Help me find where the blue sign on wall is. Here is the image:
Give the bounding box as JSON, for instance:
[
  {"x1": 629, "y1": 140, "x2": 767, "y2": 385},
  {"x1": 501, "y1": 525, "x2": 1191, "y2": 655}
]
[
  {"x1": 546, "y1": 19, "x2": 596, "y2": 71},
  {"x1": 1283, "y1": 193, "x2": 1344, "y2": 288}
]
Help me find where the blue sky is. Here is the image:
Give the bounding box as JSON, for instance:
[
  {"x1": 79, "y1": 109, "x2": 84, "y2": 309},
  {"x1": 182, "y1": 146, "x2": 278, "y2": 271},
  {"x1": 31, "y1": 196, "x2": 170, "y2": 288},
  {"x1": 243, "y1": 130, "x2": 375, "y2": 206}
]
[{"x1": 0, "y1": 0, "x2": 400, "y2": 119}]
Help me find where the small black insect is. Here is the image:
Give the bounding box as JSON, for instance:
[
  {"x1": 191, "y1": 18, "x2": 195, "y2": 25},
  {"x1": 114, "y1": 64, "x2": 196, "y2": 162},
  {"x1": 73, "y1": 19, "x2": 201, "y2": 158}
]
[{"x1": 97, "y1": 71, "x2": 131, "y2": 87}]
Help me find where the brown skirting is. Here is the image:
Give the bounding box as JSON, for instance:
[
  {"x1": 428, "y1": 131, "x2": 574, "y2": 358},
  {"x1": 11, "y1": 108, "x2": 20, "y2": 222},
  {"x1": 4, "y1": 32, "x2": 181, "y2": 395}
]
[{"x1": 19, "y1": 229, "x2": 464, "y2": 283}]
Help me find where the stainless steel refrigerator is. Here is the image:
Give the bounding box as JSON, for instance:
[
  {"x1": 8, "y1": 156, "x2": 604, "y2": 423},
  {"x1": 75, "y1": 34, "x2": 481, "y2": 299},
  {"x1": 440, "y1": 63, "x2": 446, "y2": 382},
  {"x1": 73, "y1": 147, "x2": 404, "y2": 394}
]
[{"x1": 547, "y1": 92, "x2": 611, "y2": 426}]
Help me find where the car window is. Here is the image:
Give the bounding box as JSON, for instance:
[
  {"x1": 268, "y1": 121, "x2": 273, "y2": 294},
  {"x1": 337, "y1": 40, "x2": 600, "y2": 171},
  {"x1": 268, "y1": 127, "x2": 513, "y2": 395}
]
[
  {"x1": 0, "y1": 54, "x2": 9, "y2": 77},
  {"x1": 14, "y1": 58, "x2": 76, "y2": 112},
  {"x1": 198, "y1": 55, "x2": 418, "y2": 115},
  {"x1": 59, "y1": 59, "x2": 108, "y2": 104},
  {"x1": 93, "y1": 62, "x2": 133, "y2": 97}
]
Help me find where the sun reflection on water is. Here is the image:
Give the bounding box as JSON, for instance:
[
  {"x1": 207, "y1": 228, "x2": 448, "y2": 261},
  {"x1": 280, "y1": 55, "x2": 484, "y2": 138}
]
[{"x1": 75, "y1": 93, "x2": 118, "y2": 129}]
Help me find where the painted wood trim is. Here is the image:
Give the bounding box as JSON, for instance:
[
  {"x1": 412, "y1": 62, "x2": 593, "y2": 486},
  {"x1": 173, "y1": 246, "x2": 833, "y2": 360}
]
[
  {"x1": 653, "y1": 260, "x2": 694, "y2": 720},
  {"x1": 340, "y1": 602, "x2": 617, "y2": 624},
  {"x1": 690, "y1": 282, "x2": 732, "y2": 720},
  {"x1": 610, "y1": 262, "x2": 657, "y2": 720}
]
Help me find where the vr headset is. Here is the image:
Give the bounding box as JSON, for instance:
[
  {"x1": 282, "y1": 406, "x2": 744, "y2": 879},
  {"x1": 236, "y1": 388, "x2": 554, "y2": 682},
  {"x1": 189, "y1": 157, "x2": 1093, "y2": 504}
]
★ ★ ★ ★ ★ ★ ★
**Your goal:** Count the lines in the records above that contain the string "Here", treating uppercase and lowercase as different, and reply with only that number.

**Full response:** 9